[Short problem]
Update the lines below so that every "instance" becomes "occurrence", and leave everything else unchanged.

>>>

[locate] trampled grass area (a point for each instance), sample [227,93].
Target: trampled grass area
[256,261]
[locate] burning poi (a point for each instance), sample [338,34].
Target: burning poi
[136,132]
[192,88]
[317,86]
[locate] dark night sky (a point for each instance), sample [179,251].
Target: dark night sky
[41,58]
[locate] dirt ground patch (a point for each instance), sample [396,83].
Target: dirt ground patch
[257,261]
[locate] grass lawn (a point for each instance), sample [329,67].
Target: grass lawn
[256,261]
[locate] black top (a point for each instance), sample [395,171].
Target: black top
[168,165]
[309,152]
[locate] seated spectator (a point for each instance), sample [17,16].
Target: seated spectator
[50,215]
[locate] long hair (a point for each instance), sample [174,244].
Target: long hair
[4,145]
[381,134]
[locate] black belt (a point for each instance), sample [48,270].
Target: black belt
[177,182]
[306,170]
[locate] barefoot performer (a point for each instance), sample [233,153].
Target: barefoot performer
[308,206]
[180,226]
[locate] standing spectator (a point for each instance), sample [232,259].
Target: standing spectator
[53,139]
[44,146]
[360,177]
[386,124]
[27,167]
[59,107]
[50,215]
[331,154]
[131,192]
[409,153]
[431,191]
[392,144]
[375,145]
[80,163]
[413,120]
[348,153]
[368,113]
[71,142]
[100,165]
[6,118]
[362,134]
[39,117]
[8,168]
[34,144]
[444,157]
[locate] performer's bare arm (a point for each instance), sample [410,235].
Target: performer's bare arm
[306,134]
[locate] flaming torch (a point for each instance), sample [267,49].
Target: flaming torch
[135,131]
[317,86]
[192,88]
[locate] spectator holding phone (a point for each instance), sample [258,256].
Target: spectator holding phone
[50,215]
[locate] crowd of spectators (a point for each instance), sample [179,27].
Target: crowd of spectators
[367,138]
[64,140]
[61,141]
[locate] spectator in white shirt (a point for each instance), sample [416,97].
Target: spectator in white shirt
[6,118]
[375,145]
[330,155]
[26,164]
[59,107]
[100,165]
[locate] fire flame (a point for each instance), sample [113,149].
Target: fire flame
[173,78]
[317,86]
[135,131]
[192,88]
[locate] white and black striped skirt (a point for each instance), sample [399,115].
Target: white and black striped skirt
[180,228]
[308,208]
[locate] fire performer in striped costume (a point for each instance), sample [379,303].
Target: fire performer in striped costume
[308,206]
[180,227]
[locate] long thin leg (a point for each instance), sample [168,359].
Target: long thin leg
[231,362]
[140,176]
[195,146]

<<<

[Solution to the exercise]
[locate] trampled grass area (a point for each occurrence), sample [227,93].
Target: trampled grass area
[256,261]
[locate] burning poi (a point for each occurrence), sample [338,34].
Target: burning poi
[136,132]
[192,88]
[317,86]
[locate] dark night sky (a point for each occurrence), sample [179,251].
Target: dark night sky
[41,58]
[locate] dirt ground patch (a point for each occurrence), sample [396,83].
Target: dirt ground patch
[257,261]
[locate] grass lawn (a point for each occurrence), sample [329,67].
Target: grass lawn
[256,261]
[locate] black top (a point for each occurrence), sample [395,171].
Target: black top
[168,165]
[309,152]
[locate] seated spectator (a point for each occurrence), sample [17,16].
Target: seated spectator
[50,215]
[locate] long hair (a point for each occurrence), sample [174,244].
Target: long hair
[4,145]
[381,134]
[locate] black belt (a point for each occurrence), sample [48,270].
Target: black belt
[177,182]
[306,170]
[locate] barefoot performer (a point for each occurrence), sample [233,153].
Target: barefoot performer
[308,206]
[180,226]
[locate] standing spectator (a point for each occurrence), sample [232,259].
Target: standing spectator
[53,139]
[44,146]
[360,177]
[386,124]
[27,167]
[59,107]
[50,215]
[331,154]
[131,192]
[409,153]
[431,191]
[392,144]
[375,145]
[80,163]
[413,120]
[348,153]
[368,113]
[71,142]
[100,165]
[6,118]
[362,134]
[39,117]
[8,168]
[34,144]
[444,157]
[locate] performer's bare arm (a point for each occurrence), sample [410,235].
Target: performer's bare arm
[306,134]
[locate] flaming torch (a point for each occurrence), sample [267,49].
Target: flaming torch
[135,131]
[317,86]
[192,88]
[locate] spectator holding phone (a point for each occurrence), sample [258,256].
Target: spectator holding phone
[50,215]
[locate] crowd of spectators (a point for each occurrence), sample [179,27].
Target: crowd of spectators
[367,138]
[64,140]
[61,141]
[locate] spectator in white shirt (a point for each occurrence), sample [416,97].
Target: spectator in white shirt
[6,118]
[375,145]
[330,155]
[26,164]
[59,107]
[100,165]
[locate] fire flame (a point for each occurrence), sample [113,149].
Target: fire flame
[173,78]
[317,86]
[135,131]
[192,88]
[locate] white and black striped skirt (a point for each occurrence), sample [399,115].
Target: white and black striped skirt
[180,228]
[308,208]
[locate] fire performer in striped costume (a point for each occurrence), sample [379,303].
Target: fire performer in striped costume
[308,206]
[180,227]
[locate] long thin leg (a point for each occurrence), sample [168,359].
Target: long thin leg
[231,362]
[140,176]
[195,146]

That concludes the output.